• _Your instructions_
Count the lines in the material below that contain the string "hose" with case taken into account, and reply with that number alone.

• _Given entries_
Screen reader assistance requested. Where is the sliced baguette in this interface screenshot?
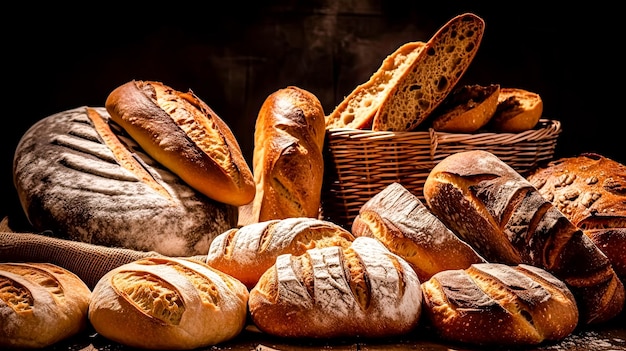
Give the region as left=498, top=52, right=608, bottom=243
left=371, top=13, right=485, bottom=131
left=326, top=41, right=426, bottom=129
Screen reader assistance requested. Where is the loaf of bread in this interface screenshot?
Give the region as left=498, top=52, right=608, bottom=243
left=424, top=150, right=624, bottom=324
left=429, top=84, right=500, bottom=133
left=422, top=263, right=579, bottom=347
left=326, top=41, right=426, bottom=129
left=526, top=153, right=626, bottom=282
left=89, top=258, right=248, bottom=350
left=352, top=183, right=486, bottom=282
left=105, top=80, right=254, bottom=206
left=13, top=107, right=237, bottom=256
left=372, top=13, right=485, bottom=131
left=487, top=88, right=543, bottom=133
left=206, top=217, right=354, bottom=289
left=248, top=237, right=422, bottom=338
left=240, top=86, right=325, bottom=225
left=0, top=262, right=91, bottom=349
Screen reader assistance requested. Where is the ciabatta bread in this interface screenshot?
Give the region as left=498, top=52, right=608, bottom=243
left=326, top=41, right=426, bottom=129
left=240, top=86, right=325, bottom=225
left=526, top=153, right=626, bottom=282
left=13, top=107, right=237, bottom=256
left=352, top=183, right=486, bottom=282
left=422, top=263, right=578, bottom=347
left=487, top=88, right=543, bottom=133
left=429, top=84, right=500, bottom=133
left=206, top=217, right=354, bottom=289
left=105, top=80, right=254, bottom=206
left=424, top=150, right=624, bottom=324
left=248, top=237, right=422, bottom=338
left=372, top=13, right=485, bottom=131
left=89, top=258, right=248, bottom=350
left=0, top=262, right=91, bottom=349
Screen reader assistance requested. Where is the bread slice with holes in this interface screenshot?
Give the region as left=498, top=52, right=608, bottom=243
left=372, top=13, right=485, bottom=131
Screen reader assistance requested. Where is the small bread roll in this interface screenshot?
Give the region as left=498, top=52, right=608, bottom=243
left=248, top=237, right=422, bottom=338
left=422, top=263, right=578, bottom=346
left=105, top=80, right=255, bottom=206
left=0, top=263, right=91, bottom=349
left=89, top=258, right=248, bottom=350
left=432, top=84, right=500, bottom=133
left=487, top=88, right=543, bottom=133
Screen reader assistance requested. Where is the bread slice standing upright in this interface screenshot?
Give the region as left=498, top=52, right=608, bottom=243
left=372, top=13, right=485, bottom=131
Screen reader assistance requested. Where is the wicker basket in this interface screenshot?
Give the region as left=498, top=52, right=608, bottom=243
left=322, top=119, right=561, bottom=229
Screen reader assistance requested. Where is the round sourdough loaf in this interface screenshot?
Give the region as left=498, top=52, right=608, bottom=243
left=13, top=107, right=237, bottom=256
left=422, top=263, right=578, bottom=347
left=0, top=262, right=91, bottom=349
left=89, top=258, right=248, bottom=350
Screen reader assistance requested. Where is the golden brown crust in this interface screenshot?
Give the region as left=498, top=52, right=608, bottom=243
left=422, top=263, right=578, bottom=346
left=0, top=262, right=91, bottom=349
left=105, top=81, right=254, bottom=206
left=431, top=84, right=500, bottom=133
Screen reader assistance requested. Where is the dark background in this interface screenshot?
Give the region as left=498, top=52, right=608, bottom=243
left=0, top=0, right=626, bottom=223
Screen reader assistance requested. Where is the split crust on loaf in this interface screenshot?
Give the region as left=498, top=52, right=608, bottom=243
left=249, top=237, right=422, bottom=338
left=206, top=217, right=354, bottom=289
left=422, top=263, right=579, bottom=346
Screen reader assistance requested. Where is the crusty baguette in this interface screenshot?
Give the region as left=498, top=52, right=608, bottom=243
left=248, top=237, right=422, bottom=338
left=0, top=262, right=91, bottom=350
left=526, top=153, right=626, bottom=282
left=105, top=80, right=255, bottom=206
left=89, top=257, right=248, bottom=350
left=240, top=86, right=325, bottom=225
left=372, top=13, right=485, bottom=131
left=487, top=88, right=543, bottom=133
left=422, top=263, right=578, bottom=347
left=429, top=84, right=500, bottom=133
left=424, top=150, right=624, bottom=324
left=206, top=217, right=354, bottom=289
left=352, top=183, right=486, bottom=282
left=326, top=41, right=426, bottom=129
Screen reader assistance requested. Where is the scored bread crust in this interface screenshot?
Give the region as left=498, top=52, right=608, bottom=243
left=371, top=13, right=485, bottom=131
left=424, top=150, right=625, bottom=324
left=0, top=262, right=91, bottom=349
left=326, top=41, right=426, bottom=129
left=430, top=84, right=500, bottom=133
left=105, top=80, right=254, bottom=206
left=13, top=107, right=237, bottom=256
left=89, top=257, right=248, bottom=350
left=248, top=237, right=422, bottom=338
left=488, top=88, right=543, bottom=133
left=247, top=86, right=325, bottom=224
left=352, top=183, right=486, bottom=282
left=422, top=263, right=578, bottom=346
left=206, top=217, right=354, bottom=289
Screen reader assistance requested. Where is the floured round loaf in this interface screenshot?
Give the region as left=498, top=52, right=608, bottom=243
left=0, top=262, right=91, bottom=349
left=13, top=107, right=237, bottom=256
left=89, top=258, right=248, bottom=350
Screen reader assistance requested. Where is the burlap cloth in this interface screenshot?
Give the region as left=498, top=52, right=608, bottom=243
left=0, top=218, right=206, bottom=289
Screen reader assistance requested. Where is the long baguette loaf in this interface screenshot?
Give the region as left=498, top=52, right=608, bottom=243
left=248, top=237, right=422, bottom=338
left=206, top=217, right=354, bottom=289
left=424, top=150, right=624, bottom=324
left=240, top=86, right=325, bottom=225
left=352, top=183, right=486, bottom=282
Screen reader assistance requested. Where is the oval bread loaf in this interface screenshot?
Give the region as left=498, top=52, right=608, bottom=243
left=424, top=150, right=625, bottom=324
left=248, top=237, right=422, bottom=338
left=89, top=258, right=248, bottom=350
left=422, top=263, right=578, bottom=347
left=105, top=80, right=254, bottom=206
left=0, top=262, right=91, bottom=349
left=206, top=217, right=354, bottom=289
left=13, top=107, right=237, bottom=256
left=352, top=183, right=486, bottom=282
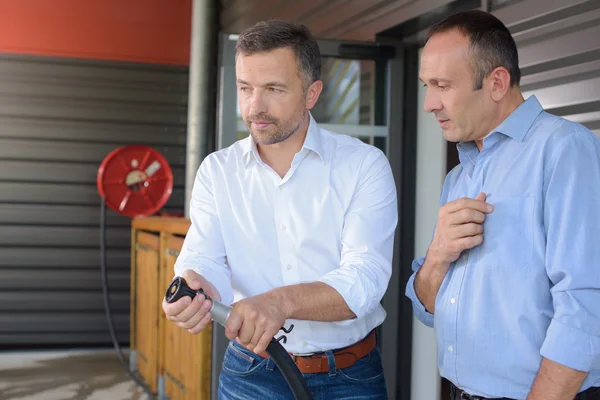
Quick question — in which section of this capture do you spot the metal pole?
[185,0,216,218]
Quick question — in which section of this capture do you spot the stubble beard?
[245,110,306,146]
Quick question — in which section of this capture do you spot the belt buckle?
[292,353,317,358]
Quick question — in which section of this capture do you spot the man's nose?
[252,90,267,115]
[423,89,442,112]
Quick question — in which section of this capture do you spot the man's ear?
[487,67,510,101]
[306,80,323,110]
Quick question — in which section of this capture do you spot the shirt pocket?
[477,196,535,269]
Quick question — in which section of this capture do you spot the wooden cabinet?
[130,217,212,400]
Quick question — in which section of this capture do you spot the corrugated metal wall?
[493,0,600,136]
[448,0,600,170]
[0,55,188,347]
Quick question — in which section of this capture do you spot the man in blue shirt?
[406,11,600,400]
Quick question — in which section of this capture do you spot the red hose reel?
[96,145,173,218]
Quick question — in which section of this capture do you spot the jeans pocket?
[223,341,267,376]
[338,348,383,383]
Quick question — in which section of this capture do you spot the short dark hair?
[425,10,521,90]
[236,20,321,88]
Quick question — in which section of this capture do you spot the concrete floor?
[0,349,150,400]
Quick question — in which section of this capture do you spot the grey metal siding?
[0,54,188,347]
[493,0,600,136]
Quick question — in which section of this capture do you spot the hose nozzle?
[165,276,232,326]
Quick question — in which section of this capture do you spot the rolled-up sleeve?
[174,156,233,305]
[405,257,433,328]
[319,149,398,318]
[541,130,600,372]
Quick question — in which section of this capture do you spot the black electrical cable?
[100,197,158,399]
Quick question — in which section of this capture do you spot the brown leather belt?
[260,331,377,374]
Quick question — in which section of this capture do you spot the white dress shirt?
[175,116,398,353]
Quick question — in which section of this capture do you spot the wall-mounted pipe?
[185,0,218,217]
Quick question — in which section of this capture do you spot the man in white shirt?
[163,21,398,399]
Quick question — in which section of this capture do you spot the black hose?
[165,276,313,400]
[266,340,313,400]
[100,197,158,399]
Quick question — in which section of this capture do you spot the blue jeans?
[219,341,387,400]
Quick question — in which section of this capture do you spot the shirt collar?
[456,95,544,175]
[242,112,326,165]
[494,95,544,142]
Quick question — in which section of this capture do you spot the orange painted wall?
[0,0,192,65]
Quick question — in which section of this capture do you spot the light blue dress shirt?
[406,96,600,399]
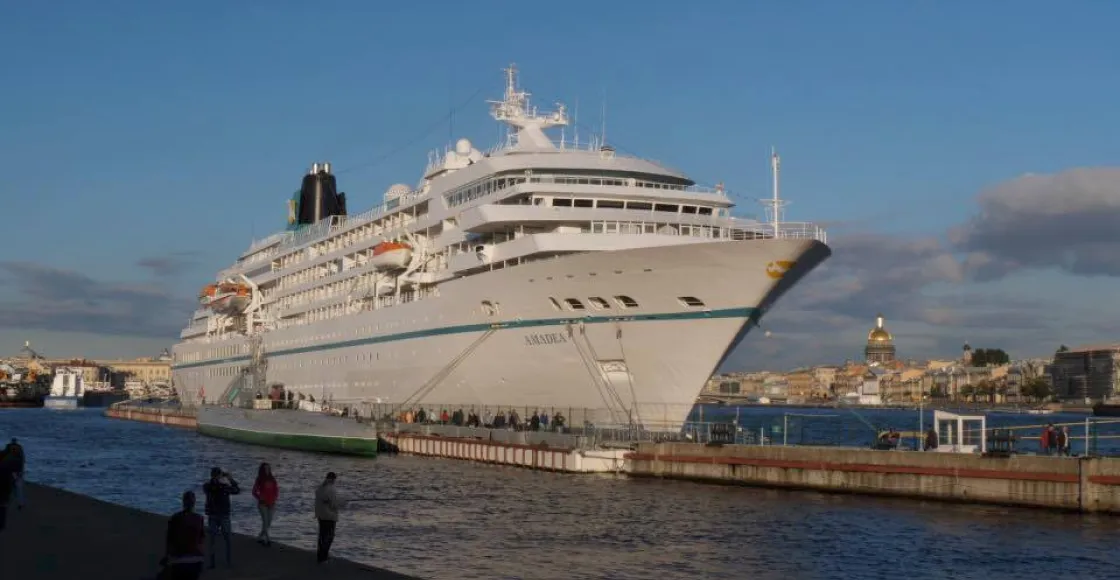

• _Completed task_
3